DOCUMENT PASSAGE =>

Five Families Who Are All Too Familiar, Thanks to TV

The Gosselins aren't the first gang American audiences can't get enough of.

May 29, 2009, 3:52 PM

May 30, 2009 — -- The premiere episode of TLC's "Jon & Kate Plus 8" drew a record audience for the network, with 9.8 million viewers on Monday. But is the high price of reality TV success worth it? Kate and Jon Gosselin, whose show revolves around their lives with sextuplets and twins, have dominated tabloid headlines for weeks because of accusations of infidelity.

The Gosselins aren't the first reality TV family to run into troubles on or off camera. USA TODAY examines those hit by the reality TV curse.

Show: "Jon & Kate Plus 8," TLC (Monday, 9 ET/PT)

DIRECTION A => Print the passage of the reality TV article from "The Gosselins aren't the first gang" up to and including "reality TV curse.", character for character.

DATA FOR THIS TASK =>
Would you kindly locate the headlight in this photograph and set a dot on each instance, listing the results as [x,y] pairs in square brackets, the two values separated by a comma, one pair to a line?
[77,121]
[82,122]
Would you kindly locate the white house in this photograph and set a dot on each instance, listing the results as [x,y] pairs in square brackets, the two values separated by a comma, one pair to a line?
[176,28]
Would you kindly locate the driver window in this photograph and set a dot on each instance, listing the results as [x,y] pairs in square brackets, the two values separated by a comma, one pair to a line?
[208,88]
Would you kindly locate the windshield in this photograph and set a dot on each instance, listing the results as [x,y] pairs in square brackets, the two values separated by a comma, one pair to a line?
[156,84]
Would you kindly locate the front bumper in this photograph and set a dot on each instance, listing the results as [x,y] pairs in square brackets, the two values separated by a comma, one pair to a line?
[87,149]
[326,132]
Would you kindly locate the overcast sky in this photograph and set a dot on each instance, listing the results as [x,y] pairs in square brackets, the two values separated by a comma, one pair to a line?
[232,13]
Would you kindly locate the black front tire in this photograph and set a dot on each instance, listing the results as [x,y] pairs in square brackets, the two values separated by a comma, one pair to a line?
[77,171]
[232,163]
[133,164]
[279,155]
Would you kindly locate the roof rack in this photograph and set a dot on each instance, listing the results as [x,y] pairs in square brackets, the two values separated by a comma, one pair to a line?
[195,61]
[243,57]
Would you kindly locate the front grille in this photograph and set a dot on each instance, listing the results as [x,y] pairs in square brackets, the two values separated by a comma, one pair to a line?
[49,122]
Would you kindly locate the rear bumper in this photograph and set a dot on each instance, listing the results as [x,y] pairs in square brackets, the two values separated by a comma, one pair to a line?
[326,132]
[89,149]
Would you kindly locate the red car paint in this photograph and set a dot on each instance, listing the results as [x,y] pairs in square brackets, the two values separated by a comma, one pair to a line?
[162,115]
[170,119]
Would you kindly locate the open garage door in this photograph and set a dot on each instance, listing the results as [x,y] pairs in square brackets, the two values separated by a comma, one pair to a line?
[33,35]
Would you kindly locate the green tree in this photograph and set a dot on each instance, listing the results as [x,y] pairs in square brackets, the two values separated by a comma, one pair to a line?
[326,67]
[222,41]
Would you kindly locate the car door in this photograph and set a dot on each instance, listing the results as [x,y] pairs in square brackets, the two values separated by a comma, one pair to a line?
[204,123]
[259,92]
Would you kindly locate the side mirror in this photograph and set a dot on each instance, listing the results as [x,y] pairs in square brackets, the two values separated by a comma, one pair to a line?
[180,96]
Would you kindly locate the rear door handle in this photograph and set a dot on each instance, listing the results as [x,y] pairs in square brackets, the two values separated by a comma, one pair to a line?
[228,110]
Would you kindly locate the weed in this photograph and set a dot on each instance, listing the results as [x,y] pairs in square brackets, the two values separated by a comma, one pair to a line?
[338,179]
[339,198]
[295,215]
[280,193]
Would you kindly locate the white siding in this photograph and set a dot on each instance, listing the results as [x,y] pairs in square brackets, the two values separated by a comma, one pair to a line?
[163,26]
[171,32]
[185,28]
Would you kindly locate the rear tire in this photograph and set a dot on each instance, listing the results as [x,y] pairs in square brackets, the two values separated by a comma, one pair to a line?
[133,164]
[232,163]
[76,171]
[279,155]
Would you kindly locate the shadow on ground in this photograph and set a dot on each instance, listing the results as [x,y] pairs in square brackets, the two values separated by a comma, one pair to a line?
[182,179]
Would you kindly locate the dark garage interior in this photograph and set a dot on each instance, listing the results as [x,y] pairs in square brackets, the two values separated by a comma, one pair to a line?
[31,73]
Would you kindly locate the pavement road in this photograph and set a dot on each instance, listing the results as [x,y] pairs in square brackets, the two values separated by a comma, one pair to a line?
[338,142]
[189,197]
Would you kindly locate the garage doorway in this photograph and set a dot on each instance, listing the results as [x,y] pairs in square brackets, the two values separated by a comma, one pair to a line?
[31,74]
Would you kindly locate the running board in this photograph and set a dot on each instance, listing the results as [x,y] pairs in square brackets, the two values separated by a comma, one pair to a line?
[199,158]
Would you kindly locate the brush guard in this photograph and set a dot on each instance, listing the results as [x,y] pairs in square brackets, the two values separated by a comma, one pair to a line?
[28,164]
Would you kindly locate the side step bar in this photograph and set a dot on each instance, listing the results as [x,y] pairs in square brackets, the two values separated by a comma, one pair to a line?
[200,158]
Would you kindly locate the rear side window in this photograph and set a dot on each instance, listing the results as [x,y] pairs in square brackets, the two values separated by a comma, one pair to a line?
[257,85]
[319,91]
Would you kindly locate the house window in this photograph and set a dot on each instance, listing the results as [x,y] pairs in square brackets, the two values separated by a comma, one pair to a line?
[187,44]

...

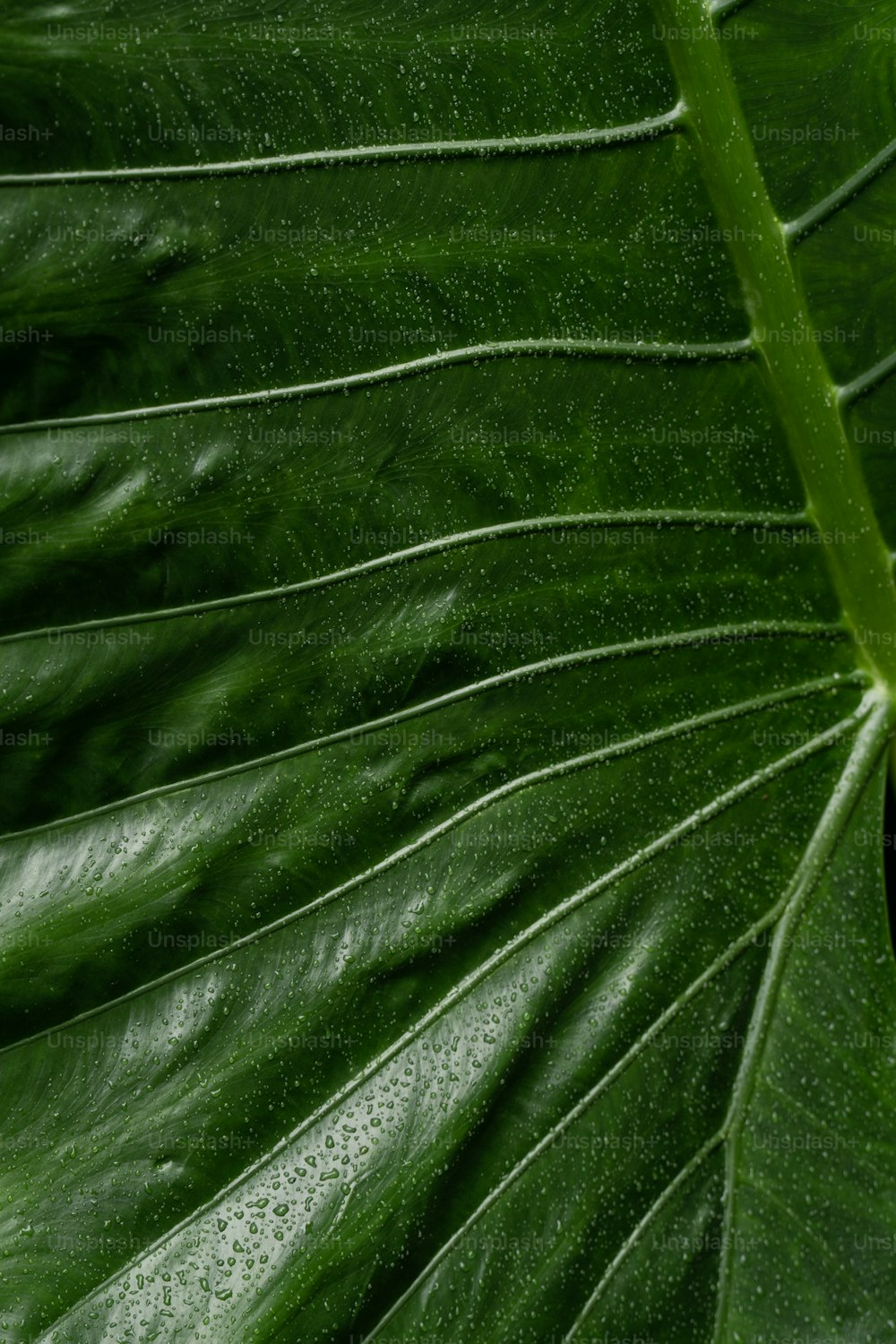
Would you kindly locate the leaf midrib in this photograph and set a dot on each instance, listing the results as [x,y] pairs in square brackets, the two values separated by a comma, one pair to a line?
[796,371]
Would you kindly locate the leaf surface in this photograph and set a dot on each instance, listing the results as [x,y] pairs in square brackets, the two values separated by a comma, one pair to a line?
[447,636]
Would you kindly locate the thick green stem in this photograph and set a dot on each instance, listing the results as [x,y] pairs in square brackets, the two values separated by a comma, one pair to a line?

DIRECTION B => Arrange the lines of the rows above, from the line with "Would you kindly locate the leaf surface" up to and including the line with "Would you kindly locate the thick", as a Markdown table with the columns No. and Entry. Number each line and skip blank lines.

CORRECT RESULT A =>
The Gosselins aren't the first gang American audiences can't get enough of.

May 29, 2009, 3:52 PM

May 30, 2009 — -- The premiere episode of TLC's "Jon & Kate Plus 8" drew a record audience for the network, with 9.8 million viewers on Monday. But is the high price of reality TV success worth it? Kate and Jon Gosselin, whose show revolves around their lives with sextuplets and twins, have dominated tabloid headlines for weeks because of accusations of infidelity.

The Gosselins aren't the first reality TV family to run into troubles on or off camera. USA TODAY examines those hit by the reality TV curse.

CORRECT RESULT B =>
| No. | Entry |
|---|---|
| 1 | Would you kindly locate the leaf surface in this photograph and set a dot on each instance, listing the results as [x,y] pairs in square brackets, the two values separated by a comma, one pair to a line? |
| 2 | [447,636] |
| 3 | Would you kindly locate the thick green stem in this photograph and set a dot on each instance, listing the results as [x,y] pairs in square brackets, the two values separated by a comma, one pair to a line? |